**Requirements**
Edit the stretch from the line containing "haze on horizon?" through the end of the rows so that "haze on horizon" reads "mist along the horizon", keeping every other character the same.

[Rows from a segmentation dataset]
######
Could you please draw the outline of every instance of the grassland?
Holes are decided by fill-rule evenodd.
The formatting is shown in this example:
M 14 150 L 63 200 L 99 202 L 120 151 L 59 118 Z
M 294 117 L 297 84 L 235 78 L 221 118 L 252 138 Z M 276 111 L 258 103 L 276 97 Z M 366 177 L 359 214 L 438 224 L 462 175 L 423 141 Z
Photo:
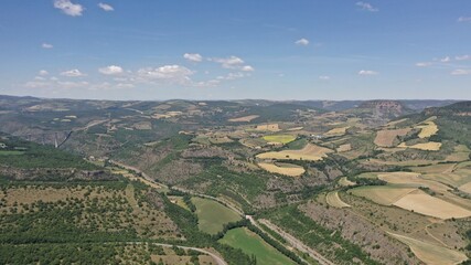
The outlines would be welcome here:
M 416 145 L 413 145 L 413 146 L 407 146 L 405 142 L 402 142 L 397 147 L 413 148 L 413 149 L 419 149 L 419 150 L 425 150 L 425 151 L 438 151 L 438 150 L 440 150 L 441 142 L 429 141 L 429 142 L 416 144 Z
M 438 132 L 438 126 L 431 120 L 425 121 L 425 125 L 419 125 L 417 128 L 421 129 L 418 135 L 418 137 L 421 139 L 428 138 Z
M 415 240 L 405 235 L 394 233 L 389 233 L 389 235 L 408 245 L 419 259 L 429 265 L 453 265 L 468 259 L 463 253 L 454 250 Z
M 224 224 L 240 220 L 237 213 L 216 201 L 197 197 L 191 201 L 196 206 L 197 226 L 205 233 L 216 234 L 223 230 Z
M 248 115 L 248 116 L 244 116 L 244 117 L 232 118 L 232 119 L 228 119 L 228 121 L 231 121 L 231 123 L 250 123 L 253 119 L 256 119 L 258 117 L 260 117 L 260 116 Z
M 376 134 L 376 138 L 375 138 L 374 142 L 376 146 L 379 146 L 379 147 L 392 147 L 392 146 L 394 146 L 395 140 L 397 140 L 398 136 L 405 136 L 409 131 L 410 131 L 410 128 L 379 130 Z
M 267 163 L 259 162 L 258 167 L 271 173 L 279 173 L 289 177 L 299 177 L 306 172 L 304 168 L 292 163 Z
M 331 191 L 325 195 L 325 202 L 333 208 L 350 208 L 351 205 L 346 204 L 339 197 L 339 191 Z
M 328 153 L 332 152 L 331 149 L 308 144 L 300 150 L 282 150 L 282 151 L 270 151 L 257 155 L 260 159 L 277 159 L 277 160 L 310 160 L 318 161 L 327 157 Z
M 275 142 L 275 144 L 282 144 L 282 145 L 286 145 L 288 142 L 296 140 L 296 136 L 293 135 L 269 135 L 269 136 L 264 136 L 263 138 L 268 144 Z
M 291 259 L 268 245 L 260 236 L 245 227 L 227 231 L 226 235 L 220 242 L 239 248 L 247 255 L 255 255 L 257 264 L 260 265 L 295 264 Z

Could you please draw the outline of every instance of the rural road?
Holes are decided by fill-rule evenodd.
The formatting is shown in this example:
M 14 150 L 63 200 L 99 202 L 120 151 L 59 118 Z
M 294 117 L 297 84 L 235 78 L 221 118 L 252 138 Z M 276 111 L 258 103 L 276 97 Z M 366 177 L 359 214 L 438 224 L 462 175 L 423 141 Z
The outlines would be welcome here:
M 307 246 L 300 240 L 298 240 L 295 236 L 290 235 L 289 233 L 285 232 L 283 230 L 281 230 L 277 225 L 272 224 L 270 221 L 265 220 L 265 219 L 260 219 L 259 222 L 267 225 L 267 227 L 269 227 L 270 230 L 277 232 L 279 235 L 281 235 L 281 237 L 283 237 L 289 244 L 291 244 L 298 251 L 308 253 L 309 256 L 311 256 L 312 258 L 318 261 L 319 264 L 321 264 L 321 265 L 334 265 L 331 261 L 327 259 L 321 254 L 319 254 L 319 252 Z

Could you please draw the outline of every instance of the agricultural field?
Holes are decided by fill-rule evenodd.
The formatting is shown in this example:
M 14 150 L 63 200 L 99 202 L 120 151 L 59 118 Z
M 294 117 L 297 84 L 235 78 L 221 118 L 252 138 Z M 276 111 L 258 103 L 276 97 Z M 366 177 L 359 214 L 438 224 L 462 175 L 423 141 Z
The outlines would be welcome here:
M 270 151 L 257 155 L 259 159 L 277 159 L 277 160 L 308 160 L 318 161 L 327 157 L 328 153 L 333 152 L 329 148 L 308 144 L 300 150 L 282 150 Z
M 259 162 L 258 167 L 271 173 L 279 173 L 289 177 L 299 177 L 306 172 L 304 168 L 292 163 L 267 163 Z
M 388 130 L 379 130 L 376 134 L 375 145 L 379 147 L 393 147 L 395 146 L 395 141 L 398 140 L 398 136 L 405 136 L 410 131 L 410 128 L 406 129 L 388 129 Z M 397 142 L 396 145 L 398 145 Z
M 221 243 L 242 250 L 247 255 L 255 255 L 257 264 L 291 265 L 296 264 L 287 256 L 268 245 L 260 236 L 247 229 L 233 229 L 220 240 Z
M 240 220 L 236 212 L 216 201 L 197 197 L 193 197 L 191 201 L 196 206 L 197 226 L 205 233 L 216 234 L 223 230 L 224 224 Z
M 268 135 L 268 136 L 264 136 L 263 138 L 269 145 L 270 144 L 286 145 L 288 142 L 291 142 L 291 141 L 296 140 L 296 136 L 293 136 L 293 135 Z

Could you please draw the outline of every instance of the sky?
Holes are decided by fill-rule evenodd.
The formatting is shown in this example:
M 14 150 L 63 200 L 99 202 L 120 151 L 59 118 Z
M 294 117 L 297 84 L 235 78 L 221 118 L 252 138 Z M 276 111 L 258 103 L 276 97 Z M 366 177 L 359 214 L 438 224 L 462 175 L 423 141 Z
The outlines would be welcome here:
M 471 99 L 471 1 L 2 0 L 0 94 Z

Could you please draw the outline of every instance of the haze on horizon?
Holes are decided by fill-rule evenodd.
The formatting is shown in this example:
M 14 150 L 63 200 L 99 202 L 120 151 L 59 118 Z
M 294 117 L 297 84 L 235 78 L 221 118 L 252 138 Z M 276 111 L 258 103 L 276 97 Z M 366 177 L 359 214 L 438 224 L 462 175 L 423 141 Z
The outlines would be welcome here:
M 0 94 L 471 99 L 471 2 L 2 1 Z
######
**Written answer**
Could you please draw the outline of every instance of the mist along the horizon?
Holes are decided by fill-rule evenodd.
The formatting is shown in this example:
M 14 150 L 63 200 L 99 202 L 120 151 L 59 118 Z
M 294 117 L 297 84 L 235 78 L 221 118 L 252 138 Z M 276 111 L 258 103 L 276 97 Z M 366 177 L 359 214 L 438 224 L 462 175 L 423 141 Z
The outlines would be welcome here:
M 0 94 L 471 99 L 471 2 L 2 1 Z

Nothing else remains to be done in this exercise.